- _Provided text_:
START

Saturday, July 31, 2010

Regarding Human Rights Abuses at NCKU

2/13/2004 5:01 PM
Subject: Regarding human rights abuses at National Cheng Kung University in
Tainan; a public call for the dismissal of Kao Chiang as president of that
university.To: moe , Control Yuan ,
Vice-President Lu , info@taipeitimes.com,
letters@taipeitimes.com, eyemail@eyemail.gio.gov.tw,
peu03@mail.gio.gov.tw, editor@it.chinatimes.com.tw,
edop@etaiwannews.com, editor@etaiwannews.com,
info@chinapost.com.tw

The Ministry of Education
Department of Higher Education

13 February 2004

I am writing your office to publicly request the removal from office of Kao
Chiang (06-2757575-5000), currently president of National Cheng Kung
University.
Professor Kao defied a legal Minstry of Education ruling in 2001 for
more than two years. Even after finally complying with that ruling, in May
2003, he has denied full enforcement of it, allowing revivals of accusations
rejected in that ruling, while denying full compensation, payments, and
official apology.

END

- _Supplied information_:
START

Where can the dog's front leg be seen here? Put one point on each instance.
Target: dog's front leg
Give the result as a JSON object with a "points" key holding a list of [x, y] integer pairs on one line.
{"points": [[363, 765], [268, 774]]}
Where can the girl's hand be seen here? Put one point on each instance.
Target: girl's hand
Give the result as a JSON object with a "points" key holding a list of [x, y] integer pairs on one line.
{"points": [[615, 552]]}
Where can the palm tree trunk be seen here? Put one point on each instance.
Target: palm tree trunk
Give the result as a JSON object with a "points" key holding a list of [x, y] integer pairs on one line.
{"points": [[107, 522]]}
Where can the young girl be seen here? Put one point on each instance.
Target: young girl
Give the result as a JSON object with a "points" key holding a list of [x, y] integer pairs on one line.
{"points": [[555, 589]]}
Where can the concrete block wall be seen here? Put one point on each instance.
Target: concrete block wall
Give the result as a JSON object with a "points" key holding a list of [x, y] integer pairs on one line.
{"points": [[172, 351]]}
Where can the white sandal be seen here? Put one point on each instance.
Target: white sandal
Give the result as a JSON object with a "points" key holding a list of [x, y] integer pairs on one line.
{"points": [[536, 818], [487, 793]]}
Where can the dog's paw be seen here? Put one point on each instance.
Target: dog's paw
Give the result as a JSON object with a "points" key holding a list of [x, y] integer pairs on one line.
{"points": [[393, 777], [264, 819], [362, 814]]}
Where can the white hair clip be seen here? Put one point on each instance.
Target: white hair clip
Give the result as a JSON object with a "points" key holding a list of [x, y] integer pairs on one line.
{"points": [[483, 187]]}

END
START

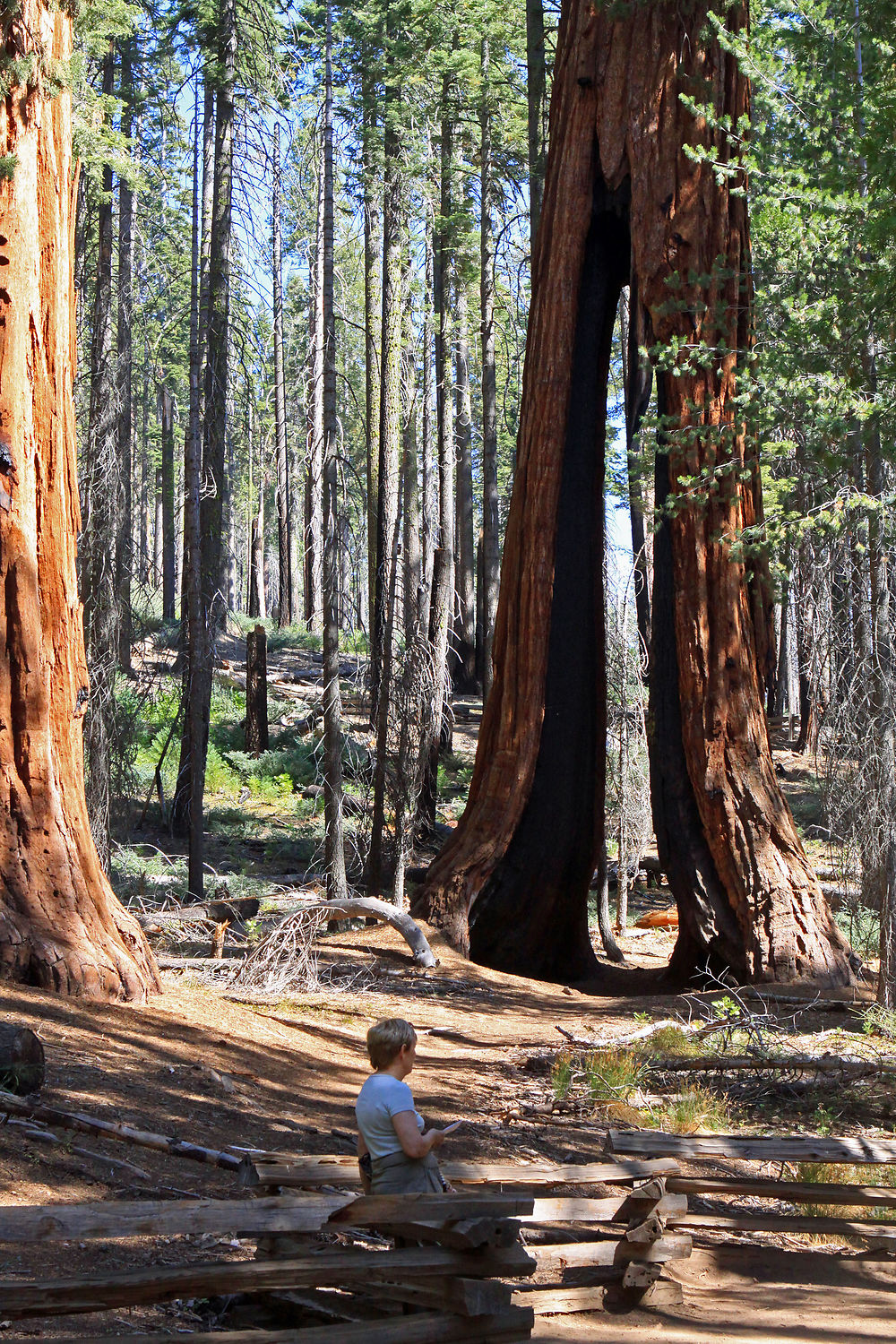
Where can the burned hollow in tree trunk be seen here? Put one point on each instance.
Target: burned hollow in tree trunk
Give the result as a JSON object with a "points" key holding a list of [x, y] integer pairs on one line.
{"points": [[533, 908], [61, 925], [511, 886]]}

END
START

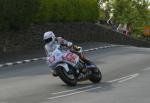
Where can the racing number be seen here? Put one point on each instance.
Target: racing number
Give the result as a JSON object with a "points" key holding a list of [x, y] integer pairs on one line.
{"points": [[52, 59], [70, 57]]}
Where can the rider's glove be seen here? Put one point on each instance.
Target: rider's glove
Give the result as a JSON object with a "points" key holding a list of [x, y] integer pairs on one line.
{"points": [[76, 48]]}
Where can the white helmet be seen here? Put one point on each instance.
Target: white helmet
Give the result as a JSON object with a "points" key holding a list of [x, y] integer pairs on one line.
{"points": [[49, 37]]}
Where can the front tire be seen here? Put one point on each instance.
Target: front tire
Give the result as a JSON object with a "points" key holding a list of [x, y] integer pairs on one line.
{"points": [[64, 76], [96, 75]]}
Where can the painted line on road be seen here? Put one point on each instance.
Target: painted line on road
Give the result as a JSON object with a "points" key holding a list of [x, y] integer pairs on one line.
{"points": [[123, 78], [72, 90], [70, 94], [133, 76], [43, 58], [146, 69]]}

END

- _Tasks for this exercise_:
1. According to the letter, what position does Kao Chiang currently hold?
2. Write out the part of the letter that begins at the words "Professor Kao defied" and stops after "official apology.".
The items have no role in this work.

- _Results in order_:
1. He is president of National Cheng Kung University.

2.
Professor Kao defied a legal Minstry of Education ruling in 2001 for
more than two years. Even after finally complying with that ruling, in May
2003, he has denied full enforcement of it, allowing revivals of accusations
rejected in that ruling, while denying full compensation, payments, and
official apology.